* [Problem to solve]:
Reproduce the material word for word, beginning with its first line and stopping after the line that contains "point(302, 18)".

Entries from a dataset
------------------------
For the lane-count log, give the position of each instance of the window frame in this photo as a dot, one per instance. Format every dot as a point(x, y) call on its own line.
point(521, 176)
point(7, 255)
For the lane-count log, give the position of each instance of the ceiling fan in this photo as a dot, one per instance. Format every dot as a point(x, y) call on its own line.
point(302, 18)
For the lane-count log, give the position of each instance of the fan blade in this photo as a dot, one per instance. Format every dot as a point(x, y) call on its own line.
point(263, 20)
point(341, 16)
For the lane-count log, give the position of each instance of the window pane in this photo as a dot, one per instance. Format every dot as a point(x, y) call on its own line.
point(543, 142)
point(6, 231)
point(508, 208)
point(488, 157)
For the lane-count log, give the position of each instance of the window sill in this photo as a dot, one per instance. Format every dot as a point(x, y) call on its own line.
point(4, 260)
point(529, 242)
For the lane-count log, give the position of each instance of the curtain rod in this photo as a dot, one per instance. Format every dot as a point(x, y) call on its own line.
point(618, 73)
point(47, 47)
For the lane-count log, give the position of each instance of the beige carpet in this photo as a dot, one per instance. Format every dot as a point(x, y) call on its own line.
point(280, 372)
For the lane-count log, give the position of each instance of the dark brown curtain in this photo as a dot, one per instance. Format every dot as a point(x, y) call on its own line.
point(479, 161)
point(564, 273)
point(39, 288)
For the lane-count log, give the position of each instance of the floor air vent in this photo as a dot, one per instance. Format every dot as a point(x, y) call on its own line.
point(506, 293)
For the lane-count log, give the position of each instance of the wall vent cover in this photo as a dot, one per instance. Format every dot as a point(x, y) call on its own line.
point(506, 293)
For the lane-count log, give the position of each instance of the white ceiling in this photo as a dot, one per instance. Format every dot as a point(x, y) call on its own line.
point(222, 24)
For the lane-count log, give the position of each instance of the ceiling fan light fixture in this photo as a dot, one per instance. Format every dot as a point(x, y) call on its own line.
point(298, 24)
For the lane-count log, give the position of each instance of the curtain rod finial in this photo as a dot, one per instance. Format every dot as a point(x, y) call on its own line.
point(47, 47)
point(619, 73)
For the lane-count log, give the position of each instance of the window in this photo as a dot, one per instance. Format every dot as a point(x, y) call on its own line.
------------------------
* [Task solution]:
For the lane-count log, give the position of each instance of the window frame in this photo as a dot, one per instance. Format every dot as a point(x, y) call on its own line.
point(521, 176)
point(7, 255)
For the lane-count log, give the position of each instance of the ceiling fan in this photo as a dot, one per instance. Format every dot as a point(x, y) call on its own line.
point(302, 18)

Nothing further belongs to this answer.